* PROVIDED TEXT:

=== Section Start ===

Emmy: That does happen with me on occasion. I’ve even had it where someone’s like, “Well, I want continuous monitoring and I want movement.” Okay. Those don’t go together.
Julie: I mean, it can if you have-- (inaudible)
Emmy: Right. So the conversation we had, and then she was like, “Well, my provider said it was possible with the wireless monitors.” I was like, “Oh, now I understand why you’ve been set up with this notion.”
Now I can come off of my own biases and like, alright. We have a different tool that I didn’t realize was in the tool bag. And really, that provider was trying to bring comfort to that person while also skirting the lines. So I think that’s also important on a doula level is, remember that providers are also humans trying to do their best, right?
Emmy: Those are the balls you juggle. Treat it like a bad relationship, but also realize maybe they’re also human and they are doing their best to also juggle the balls.
Julie: Oh, I love that advice. Juggle the balls. Juggle all the balls. I think that that’s really good advice. Honestly, most of my VBAC clients now, if they have a provider that I know to be not very supportive of VBAC, I intuitively spent a lot of time prenatally. We go over a lot about what a supportive provider looks like, what evidence says for X, Y, and Z, and send them a lot of information. We talk a lot about their plans, what they want, and then before too long, they realize that their provider is not in line with what they want. And then I am ready right there, like you said, with a list of recommendations for new boyfriends, or new providers, new relationships, new car, whatever you want to call it.
Emmy: Yeah, exactly.
Julie: They end up switching. I can think of so many clients that-- especially VBAC after multiple Cesarean. There is this one provider in the area that everybody recommends and he is not VBAC after multiple Cesareans friendly. He is not. For some reason, everyone refers to him.
I even had a client he told once, he sighed a little bit and did a little side-eyes and said, “I don’t know why everyone refers to me for VBAC after three C-sections. He told that to my client who was going for a VBAC after three C-sections. She ended up going with a different hospital and having her VBAC after three C-sections at 41 weeks and 5 days. Had she stayed with that provider, she would not have had her VBAC after three C-sections. I can say that with confidence. And so, I don’t know. It’s just this dance.

=== Section End ===

* TASK SET:
A - In the VBAC conversation, at what point in her pregnancy did the client who switched hospitals have her VBAC after three C-sections?
B - Write the next part of the VBAC conversation, picking up right after its last line.

[Region pointing data]
=== Section Start ===

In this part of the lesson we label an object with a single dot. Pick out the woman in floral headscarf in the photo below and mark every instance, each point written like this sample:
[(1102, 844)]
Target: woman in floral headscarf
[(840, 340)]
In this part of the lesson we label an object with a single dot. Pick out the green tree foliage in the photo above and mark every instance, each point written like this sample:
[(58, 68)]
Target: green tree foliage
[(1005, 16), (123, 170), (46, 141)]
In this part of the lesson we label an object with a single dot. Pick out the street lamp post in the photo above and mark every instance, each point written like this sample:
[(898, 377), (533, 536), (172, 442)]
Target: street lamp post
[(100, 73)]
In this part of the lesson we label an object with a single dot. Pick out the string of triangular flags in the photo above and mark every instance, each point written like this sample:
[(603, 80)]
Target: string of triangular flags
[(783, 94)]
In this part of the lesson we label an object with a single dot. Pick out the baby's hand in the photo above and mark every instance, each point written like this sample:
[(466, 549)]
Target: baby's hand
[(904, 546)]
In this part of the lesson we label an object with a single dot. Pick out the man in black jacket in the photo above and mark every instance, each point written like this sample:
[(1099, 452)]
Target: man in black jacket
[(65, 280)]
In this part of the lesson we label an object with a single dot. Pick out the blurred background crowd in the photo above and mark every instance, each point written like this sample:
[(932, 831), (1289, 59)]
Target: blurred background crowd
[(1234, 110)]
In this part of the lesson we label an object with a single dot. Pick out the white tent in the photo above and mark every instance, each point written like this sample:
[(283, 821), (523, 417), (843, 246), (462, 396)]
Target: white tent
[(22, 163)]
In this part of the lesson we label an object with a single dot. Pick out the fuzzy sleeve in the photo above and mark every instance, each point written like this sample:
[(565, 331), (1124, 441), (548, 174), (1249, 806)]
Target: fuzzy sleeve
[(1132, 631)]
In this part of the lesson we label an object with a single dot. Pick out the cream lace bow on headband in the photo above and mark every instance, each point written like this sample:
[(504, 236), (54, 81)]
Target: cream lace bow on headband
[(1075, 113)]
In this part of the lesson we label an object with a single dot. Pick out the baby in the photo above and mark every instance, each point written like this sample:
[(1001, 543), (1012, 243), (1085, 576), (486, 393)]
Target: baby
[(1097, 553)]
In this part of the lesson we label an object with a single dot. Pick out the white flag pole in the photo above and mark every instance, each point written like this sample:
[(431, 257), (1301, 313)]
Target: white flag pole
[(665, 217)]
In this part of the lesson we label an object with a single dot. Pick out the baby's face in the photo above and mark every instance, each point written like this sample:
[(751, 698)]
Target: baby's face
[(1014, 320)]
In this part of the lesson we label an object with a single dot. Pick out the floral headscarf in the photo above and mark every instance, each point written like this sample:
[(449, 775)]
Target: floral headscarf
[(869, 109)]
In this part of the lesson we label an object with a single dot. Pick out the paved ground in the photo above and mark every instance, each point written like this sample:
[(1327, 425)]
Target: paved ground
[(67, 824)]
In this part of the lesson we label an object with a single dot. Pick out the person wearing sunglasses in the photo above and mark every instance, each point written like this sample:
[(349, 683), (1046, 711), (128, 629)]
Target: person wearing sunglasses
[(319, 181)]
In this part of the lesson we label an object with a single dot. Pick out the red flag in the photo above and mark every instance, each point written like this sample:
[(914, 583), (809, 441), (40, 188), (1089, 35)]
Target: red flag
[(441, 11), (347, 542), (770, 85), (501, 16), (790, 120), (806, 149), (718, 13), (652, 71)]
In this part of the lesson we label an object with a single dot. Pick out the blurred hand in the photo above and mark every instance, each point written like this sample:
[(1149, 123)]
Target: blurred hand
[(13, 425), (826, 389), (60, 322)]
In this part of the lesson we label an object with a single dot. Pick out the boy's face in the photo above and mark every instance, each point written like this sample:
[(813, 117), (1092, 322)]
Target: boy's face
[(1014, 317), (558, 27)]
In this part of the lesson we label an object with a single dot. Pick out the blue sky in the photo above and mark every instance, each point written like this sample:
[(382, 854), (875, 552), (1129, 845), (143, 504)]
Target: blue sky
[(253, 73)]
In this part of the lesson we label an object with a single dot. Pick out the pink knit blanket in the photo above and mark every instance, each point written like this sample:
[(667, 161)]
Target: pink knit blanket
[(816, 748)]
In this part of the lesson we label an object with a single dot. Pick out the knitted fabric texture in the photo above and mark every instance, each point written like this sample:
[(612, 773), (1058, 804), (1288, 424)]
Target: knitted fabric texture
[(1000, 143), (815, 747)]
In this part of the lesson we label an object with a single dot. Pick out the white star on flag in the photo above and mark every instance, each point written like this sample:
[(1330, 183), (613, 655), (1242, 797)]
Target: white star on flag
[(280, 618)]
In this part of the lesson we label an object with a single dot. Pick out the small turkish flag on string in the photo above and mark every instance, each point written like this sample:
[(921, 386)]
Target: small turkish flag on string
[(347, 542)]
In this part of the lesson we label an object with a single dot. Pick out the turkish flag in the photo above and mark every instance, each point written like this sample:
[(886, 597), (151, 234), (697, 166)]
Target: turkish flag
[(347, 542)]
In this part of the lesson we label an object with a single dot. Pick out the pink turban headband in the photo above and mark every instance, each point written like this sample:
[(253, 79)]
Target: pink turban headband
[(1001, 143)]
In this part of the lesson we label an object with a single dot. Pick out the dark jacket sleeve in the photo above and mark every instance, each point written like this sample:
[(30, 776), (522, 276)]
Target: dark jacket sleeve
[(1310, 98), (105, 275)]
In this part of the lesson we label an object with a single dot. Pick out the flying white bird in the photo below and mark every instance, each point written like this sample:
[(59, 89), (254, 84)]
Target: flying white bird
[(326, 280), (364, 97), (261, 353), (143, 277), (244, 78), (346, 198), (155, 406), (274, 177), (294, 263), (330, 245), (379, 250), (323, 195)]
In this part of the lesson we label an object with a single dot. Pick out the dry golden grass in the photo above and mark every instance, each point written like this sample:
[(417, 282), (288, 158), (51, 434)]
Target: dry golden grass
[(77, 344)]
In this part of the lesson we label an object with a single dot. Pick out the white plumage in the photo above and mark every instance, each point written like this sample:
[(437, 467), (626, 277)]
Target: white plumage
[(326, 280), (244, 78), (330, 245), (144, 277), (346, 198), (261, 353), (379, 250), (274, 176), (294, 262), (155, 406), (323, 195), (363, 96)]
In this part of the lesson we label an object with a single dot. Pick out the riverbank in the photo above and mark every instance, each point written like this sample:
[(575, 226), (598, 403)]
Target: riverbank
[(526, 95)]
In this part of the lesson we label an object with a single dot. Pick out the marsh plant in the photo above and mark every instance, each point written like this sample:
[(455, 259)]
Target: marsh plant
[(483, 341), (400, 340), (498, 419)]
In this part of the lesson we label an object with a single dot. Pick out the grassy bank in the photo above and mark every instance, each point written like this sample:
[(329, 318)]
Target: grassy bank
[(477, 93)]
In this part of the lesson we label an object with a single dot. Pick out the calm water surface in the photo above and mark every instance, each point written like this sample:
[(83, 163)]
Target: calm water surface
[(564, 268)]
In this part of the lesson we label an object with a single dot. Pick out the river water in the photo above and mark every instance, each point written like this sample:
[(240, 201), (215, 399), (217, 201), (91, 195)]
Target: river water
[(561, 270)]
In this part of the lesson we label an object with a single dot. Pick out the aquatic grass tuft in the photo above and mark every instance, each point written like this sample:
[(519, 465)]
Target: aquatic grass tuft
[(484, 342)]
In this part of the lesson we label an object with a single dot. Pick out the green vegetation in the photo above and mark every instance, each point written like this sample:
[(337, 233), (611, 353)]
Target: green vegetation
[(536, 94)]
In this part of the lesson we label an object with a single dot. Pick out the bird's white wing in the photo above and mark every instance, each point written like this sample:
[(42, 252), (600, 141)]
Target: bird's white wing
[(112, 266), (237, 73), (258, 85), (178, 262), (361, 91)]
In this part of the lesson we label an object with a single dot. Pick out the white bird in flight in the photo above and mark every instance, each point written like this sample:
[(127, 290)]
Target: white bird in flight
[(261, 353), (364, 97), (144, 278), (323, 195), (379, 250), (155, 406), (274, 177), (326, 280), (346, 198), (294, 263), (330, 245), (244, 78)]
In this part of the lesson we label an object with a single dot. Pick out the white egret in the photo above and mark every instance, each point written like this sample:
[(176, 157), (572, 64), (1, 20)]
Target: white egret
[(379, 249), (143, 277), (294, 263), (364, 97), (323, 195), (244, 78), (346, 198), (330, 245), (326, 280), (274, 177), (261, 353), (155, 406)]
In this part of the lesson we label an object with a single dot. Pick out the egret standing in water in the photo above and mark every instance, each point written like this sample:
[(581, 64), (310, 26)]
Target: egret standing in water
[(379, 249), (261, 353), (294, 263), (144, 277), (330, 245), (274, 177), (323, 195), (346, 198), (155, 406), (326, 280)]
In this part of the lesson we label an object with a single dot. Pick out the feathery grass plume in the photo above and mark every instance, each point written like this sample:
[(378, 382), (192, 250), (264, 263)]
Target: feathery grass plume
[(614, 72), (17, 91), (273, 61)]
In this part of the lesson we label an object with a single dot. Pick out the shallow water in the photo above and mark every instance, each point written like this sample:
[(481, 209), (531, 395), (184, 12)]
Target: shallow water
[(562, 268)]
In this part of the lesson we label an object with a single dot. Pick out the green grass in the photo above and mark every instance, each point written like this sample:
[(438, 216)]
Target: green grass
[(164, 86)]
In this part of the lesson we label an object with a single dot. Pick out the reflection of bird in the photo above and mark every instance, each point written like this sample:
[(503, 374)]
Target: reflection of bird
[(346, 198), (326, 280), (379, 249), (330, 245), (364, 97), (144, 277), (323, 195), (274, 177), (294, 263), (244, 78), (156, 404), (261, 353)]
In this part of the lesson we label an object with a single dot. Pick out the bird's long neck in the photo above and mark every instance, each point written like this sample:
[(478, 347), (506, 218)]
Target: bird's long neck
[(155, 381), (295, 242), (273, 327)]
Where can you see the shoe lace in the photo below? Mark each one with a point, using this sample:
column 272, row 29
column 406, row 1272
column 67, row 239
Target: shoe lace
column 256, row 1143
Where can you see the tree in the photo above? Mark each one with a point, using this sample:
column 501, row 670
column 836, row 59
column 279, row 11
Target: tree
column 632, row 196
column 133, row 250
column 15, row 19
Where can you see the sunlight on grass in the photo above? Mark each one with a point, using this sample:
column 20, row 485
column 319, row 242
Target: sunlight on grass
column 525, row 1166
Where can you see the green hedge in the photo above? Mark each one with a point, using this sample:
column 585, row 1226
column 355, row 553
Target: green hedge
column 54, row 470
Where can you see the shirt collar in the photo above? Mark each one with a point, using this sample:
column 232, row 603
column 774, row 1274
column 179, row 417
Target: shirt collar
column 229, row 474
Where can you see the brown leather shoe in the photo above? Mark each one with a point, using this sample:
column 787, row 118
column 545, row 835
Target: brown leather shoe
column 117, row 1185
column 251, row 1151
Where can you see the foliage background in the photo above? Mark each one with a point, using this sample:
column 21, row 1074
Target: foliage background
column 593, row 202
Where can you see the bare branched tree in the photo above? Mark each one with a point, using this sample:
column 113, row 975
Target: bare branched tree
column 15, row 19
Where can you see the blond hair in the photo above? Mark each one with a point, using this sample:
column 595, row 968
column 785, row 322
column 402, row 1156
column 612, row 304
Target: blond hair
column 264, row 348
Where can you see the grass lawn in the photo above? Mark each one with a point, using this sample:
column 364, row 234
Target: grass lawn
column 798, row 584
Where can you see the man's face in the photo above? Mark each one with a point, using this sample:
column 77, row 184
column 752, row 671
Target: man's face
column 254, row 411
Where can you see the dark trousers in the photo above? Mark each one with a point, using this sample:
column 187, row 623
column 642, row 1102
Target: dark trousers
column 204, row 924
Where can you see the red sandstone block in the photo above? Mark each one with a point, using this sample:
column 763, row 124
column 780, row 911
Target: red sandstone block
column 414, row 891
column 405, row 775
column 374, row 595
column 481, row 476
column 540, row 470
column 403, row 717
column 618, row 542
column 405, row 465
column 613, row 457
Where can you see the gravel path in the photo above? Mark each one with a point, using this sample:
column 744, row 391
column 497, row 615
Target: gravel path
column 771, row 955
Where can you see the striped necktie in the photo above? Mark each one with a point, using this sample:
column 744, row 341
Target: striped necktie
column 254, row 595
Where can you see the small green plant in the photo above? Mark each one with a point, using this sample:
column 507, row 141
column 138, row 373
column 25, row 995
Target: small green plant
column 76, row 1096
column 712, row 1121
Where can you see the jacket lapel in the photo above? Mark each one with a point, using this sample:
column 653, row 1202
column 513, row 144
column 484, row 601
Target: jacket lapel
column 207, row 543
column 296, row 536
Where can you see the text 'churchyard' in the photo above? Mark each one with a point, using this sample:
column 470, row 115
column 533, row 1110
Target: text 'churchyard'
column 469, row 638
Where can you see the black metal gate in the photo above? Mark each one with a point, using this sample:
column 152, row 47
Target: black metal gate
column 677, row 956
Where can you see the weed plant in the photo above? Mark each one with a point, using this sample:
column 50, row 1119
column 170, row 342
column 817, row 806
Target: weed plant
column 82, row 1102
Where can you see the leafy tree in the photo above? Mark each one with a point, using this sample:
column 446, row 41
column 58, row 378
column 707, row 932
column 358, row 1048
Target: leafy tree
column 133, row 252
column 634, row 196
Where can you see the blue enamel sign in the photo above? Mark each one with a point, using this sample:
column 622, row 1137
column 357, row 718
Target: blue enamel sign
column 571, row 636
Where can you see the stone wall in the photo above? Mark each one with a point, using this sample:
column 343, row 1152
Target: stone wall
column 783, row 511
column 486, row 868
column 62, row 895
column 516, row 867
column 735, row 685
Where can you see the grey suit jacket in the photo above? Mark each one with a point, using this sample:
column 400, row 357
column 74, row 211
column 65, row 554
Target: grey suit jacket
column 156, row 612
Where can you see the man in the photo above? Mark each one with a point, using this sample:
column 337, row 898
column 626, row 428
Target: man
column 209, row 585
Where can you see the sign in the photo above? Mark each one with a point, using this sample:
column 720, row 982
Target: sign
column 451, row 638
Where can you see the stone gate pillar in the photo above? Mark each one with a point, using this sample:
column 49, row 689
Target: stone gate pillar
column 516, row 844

=== Section End ===

* ANSWERS:
A - At 41 weeks and 5 days.

B -
Emmy: It’s incredible. Incredible.
Julie: It’s just a dance to go on and play around because you have to be respectful of the birth space and the staff because the nurses and the obstetricians-- they’re all just trying to do their job the best that they know how and the best that they can do. Sometimes they’re tired and sometimes they’re having a bad day. But I think-- yeah. I don’t know. It’s just a struggle. I’m going to ask Cristen Pascucci from Birth Monopoly to come on the podcast and talk about advocacy, knowing your rights, and things like that.
Emmy: Well, there you go.
Julie: She’s going to just knock it out of the park. We’re going to all have answers to our questions.
Emmy: But that’s a big thing of mine is-- my purpose is to guide you to know how to be an advocate for yourself, right? I am not here to make decisions for people. So, yeah. That’s the hope, right? That would give them the skill of advocacy? Because that’s going to be important for their baby that just arrived and to make decisions for.
Julie: Yes, absolutely. Alright, Emmy. Well, it’s about time to wrap up. How can people find you if they are in the lovely Phoenix, Arizona?
Emmy: I am Birth Wizard on everything. I am birthwizard.com. I am Birth Wizard on Facebook. I am Birth Wizard on Instagram. I am Birth Wizard on Tumblr, Twitter, and Pinterest. Like literally everywhere .com, I’ve got it. Yeah.
Emmy: So, just shout out an email. You can summon me and we can talk about VBAC or whatever birth you need to have.
Julie: Summon the Birth Wizard. I love it. Alright. Well Hallie, thank you so much for sharing your story with us. It was great to listen to you and I am so glad that you had the support that you needed for your VBAC.
Hallie: Thank you so much for having me. It was really great.